▶ _Work order 1_: Name every country that the COVID study text identifies as a source of the health records.
▶ _Work order 2_:
Answer these questions from the COVID study text:
(a) On which database were the health records stored?
(b) What share of each group was female?
(c) How many neurological and psychiatric disorders did researchers compare?

** Opening Reading passage block **

The study, published in The Lancet Psychiatry, was based on anonymised electronic health records stored on the TriNetX analytics database of almost 1.3 million people diagnosed with COVID between January 2020 and April 2022 who were matched with an equal number of people who had another respiratory infection. Most of the records were of patients in the US, but also included data from Australia, the UK, and several other countries. Both cohorts comprised children, adults, and older adults, with females accounting for almost 58% in both groups.

Researchers compared both groups for incidence of 14 neurological and psychiatric disorders over two years.

The analysis confirmed previous findings that many of the disorders were more common in COVID patients six months after their diagnosis than among patients who had another respiratory condition.

** Closing Reading passage block **
** Opening Records provided block **

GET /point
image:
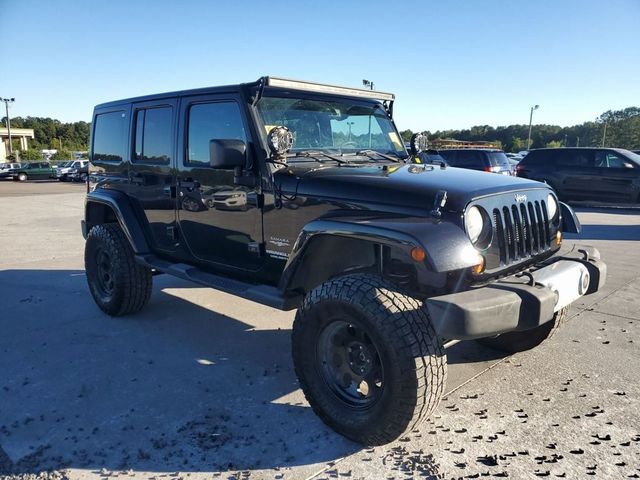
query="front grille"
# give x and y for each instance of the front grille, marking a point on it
(521, 230)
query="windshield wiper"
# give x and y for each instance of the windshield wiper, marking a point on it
(370, 153)
(316, 154)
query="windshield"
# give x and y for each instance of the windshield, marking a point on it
(342, 126)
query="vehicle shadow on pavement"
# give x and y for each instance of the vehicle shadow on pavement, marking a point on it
(607, 232)
(177, 387)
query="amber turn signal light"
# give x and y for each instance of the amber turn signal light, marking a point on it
(479, 268)
(418, 254)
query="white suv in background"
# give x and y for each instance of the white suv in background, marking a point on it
(63, 171)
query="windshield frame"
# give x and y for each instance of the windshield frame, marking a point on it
(337, 151)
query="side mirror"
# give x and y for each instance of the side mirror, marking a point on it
(227, 153)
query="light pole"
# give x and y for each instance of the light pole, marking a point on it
(7, 102)
(535, 107)
(368, 83)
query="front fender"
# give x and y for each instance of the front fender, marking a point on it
(121, 208)
(444, 242)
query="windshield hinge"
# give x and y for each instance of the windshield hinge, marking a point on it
(439, 202)
(261, 84)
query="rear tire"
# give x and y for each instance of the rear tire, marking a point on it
(117, 283)
(513, 342)
(367, 358)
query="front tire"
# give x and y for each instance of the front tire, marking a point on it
(514, 342)
(368, 358)
(117, 283)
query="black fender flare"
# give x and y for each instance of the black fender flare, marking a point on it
(444, 242)
(570, 221)
(124, 213)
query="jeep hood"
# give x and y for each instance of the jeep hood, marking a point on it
(397, 185)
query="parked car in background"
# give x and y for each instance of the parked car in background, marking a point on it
(69, 170)
(6, 168)
(485, 159)
(431, 156)
(603, 174)
(32, 171)
(78, 171)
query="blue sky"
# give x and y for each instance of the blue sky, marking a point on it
(451, 64)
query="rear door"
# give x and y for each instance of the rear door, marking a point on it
(618, 176)
(151, 176)
(578, 173)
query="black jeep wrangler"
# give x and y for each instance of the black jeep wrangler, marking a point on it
(302, 196)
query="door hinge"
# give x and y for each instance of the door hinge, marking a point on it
(172, 233)
(257, 248)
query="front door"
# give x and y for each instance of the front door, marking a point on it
(221, 222)
(151, 180)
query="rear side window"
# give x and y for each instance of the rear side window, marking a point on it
(575, 158)
(153, 135)
(465, 159)
(212, 121)
(109, 137)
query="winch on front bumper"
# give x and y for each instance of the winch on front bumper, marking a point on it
(522, 301)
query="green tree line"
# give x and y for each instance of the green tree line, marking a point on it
(51, 134)
(622, 131)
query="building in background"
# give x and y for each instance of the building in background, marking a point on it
(24, 134)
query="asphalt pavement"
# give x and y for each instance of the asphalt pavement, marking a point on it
(200, 384)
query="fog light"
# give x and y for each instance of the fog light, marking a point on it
(418, 254)
(479, 268)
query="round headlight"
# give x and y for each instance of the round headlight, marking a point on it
(552, 207)
(474, 223)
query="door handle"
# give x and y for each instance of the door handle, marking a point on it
(137, 179)
(189, 183)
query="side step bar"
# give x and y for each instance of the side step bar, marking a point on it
(263, 294)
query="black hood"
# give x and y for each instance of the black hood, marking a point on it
(397, 185)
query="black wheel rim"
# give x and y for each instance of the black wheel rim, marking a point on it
(104, 273)
(349, 363)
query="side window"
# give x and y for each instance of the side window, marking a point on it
(211, 121)
(154, 135)
(606, 159)
(575, 158)
(109, 137)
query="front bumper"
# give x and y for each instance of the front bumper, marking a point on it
(519, 302)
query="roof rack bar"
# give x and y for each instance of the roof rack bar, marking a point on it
(323, 88)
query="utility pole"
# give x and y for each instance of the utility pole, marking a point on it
(535, 107)
(368, 83)
(7, 102)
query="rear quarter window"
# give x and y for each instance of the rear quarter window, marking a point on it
(109, 137)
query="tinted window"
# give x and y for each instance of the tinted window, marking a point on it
(153, 135)
(109, 137)
(608, 159)
(212, 121)
(464, 159)
(575, 158)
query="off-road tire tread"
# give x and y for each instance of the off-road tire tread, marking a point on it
(134, 283)
(404, 322)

** Closing Records provided block **

▶ _Response area 1_: the US, Australia, the UK

▶ _Response area 2_:
(a) The TriNetX analytics database.
(b) Almost 58%.
(c) 14.